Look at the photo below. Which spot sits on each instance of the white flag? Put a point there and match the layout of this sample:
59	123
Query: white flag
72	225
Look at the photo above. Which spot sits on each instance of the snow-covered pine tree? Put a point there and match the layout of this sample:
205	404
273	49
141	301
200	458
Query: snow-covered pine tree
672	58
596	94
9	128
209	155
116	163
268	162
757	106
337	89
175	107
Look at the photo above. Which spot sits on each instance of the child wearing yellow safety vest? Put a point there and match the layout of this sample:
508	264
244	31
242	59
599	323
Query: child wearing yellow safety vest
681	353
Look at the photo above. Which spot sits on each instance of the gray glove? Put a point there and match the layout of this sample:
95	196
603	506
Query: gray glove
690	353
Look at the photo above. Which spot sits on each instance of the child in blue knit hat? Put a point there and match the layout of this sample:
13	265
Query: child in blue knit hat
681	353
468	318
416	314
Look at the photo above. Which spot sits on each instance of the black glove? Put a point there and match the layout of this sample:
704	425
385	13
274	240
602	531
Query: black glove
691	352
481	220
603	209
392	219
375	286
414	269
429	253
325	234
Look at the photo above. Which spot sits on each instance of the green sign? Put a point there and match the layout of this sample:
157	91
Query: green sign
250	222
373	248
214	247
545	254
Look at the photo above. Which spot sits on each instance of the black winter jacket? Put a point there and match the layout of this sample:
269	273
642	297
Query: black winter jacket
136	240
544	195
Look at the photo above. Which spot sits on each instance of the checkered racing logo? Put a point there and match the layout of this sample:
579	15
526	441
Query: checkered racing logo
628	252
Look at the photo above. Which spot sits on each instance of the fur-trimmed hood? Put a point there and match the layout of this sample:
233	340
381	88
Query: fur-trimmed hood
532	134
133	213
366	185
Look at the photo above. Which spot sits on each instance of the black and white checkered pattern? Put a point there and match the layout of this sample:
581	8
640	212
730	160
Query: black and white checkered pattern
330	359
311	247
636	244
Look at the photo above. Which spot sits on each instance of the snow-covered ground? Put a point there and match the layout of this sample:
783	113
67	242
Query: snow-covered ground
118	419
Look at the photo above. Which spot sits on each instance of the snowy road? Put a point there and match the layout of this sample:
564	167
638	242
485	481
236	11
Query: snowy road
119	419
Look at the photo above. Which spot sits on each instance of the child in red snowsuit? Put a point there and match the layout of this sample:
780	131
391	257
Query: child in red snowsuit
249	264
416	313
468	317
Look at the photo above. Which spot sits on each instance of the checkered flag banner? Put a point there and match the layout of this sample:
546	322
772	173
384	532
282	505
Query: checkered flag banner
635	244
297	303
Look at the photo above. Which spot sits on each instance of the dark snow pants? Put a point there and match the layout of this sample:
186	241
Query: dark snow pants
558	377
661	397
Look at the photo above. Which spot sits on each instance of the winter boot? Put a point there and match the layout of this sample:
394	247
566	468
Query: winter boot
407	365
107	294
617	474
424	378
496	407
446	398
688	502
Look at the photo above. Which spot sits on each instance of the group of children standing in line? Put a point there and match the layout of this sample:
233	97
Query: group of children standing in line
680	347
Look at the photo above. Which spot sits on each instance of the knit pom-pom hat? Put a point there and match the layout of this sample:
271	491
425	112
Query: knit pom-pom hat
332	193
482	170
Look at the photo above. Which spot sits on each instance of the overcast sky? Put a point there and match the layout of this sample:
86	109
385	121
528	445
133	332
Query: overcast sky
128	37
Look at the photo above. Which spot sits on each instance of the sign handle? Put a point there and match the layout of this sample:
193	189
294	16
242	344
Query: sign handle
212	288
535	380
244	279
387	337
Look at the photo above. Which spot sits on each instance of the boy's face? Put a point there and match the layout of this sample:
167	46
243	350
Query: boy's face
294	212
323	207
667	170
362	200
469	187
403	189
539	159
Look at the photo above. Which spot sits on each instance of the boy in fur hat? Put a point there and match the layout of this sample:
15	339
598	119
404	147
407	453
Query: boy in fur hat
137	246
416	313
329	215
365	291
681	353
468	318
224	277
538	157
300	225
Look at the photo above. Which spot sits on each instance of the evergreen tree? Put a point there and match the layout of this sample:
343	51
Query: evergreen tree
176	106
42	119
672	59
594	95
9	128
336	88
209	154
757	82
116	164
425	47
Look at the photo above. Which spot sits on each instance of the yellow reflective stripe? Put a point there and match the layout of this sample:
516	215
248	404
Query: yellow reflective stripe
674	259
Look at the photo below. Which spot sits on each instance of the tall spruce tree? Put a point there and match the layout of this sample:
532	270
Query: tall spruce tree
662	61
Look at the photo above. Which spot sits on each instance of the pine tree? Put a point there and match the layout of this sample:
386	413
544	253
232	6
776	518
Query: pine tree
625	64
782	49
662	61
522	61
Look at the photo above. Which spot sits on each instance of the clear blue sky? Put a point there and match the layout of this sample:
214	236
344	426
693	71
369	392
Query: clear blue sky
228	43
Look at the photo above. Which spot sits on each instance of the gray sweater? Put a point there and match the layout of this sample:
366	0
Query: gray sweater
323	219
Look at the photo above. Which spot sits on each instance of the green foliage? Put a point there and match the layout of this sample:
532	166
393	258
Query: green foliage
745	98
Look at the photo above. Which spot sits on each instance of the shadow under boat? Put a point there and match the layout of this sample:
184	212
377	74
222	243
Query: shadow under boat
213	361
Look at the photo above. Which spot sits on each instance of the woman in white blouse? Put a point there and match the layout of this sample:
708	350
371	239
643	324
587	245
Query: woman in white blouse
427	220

******

◆ **Description of the task**: Copy out, unchanged, every line from the one containing "the green foliage?" through the last line of the entries.

◆ **The result**:
Look at the photo above. Which spot sits on each instance of the green foliage? Put a point there and match the layout of this sample:
532	166
393	258
Query: green foliage
745	98
Look at the photo above. Which spot sits on each instance of the shadow under boat? Put a point there and match the layout of this sample:
184	212
377	74
222	243
Query: shadow under boat
213	361
Look at the photo above. Which spot sits on each instance of the woman in white blouse? Put a point there and match the layout of this sample:
708	350
371	239
643	324
587	245
Query: woman in white blouse
427	220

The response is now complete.